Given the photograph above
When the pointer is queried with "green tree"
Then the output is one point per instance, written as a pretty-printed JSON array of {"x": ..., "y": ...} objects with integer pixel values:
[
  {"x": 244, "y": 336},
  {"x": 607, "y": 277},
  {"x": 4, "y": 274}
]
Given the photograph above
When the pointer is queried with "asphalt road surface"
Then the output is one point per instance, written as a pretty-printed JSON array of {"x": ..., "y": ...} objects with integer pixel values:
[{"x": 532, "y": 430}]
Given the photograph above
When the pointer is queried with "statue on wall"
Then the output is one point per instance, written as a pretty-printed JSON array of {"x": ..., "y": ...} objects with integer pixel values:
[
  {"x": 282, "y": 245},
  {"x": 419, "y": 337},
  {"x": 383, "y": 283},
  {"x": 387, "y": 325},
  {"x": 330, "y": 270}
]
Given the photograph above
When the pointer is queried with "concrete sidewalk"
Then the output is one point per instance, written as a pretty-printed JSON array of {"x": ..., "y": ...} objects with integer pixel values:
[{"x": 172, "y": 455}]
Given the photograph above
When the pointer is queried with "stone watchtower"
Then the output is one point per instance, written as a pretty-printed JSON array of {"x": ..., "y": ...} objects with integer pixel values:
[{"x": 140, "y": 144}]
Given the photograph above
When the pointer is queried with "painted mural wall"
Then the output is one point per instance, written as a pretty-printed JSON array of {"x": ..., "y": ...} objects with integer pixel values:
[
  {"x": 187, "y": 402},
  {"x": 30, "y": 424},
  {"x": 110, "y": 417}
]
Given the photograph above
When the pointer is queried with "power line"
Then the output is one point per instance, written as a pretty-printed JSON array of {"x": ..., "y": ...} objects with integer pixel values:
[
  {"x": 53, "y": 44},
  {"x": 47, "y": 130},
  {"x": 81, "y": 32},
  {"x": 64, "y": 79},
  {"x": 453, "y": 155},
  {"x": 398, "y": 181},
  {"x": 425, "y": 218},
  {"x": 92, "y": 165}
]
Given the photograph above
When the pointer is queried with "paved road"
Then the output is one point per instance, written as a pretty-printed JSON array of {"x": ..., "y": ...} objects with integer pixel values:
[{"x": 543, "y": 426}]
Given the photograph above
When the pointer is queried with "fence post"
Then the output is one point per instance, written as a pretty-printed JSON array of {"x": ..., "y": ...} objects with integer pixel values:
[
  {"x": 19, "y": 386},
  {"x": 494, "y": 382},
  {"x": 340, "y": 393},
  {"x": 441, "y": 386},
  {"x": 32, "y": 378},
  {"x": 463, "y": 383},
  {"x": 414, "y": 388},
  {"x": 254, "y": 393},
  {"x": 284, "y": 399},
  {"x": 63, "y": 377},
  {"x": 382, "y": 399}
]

* * * * *

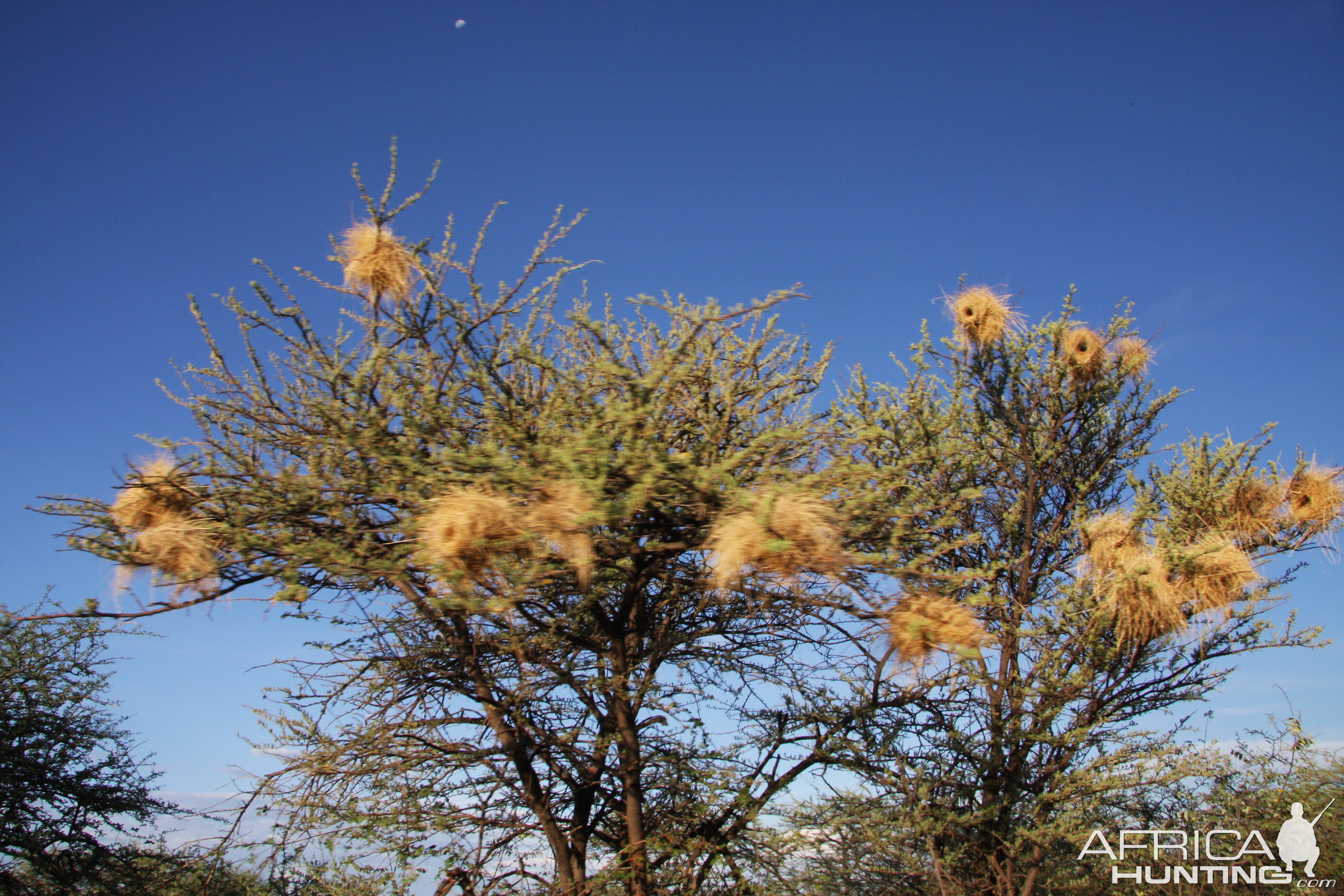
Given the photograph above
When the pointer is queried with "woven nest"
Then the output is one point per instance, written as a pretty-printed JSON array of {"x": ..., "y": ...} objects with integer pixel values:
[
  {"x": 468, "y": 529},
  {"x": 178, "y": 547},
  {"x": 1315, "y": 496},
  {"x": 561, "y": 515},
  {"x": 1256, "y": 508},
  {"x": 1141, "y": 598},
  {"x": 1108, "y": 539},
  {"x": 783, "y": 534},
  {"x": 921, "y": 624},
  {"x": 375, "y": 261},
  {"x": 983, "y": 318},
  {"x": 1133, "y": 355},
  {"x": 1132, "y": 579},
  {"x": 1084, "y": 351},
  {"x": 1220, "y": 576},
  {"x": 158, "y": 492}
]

* * * * *

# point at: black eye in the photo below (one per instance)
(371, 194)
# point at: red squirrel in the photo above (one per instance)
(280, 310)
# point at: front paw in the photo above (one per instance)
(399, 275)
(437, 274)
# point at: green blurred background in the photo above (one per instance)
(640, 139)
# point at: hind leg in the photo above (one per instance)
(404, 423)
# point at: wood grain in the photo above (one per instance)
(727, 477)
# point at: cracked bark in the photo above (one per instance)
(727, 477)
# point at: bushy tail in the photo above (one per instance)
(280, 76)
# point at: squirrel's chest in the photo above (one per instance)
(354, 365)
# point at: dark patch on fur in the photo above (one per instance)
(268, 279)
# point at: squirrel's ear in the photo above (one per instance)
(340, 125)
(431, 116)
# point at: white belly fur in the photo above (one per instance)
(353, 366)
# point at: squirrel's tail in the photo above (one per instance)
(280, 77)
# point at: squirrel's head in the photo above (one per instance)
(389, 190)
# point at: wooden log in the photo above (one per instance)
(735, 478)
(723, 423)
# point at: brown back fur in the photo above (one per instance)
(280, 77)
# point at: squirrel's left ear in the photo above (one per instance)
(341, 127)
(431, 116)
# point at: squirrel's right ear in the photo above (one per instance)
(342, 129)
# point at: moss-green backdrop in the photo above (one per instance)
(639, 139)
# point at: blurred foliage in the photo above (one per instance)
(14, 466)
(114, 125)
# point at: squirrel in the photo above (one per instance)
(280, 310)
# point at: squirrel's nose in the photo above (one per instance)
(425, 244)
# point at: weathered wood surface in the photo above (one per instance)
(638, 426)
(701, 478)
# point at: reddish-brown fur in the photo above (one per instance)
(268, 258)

* * * * *

* Task *
Which lines above hold the string "wall"? Copy every one of them.

* Task answer *
When the pointer is queried with "statue on wall"
When the pointer is queried with "painted mural wall"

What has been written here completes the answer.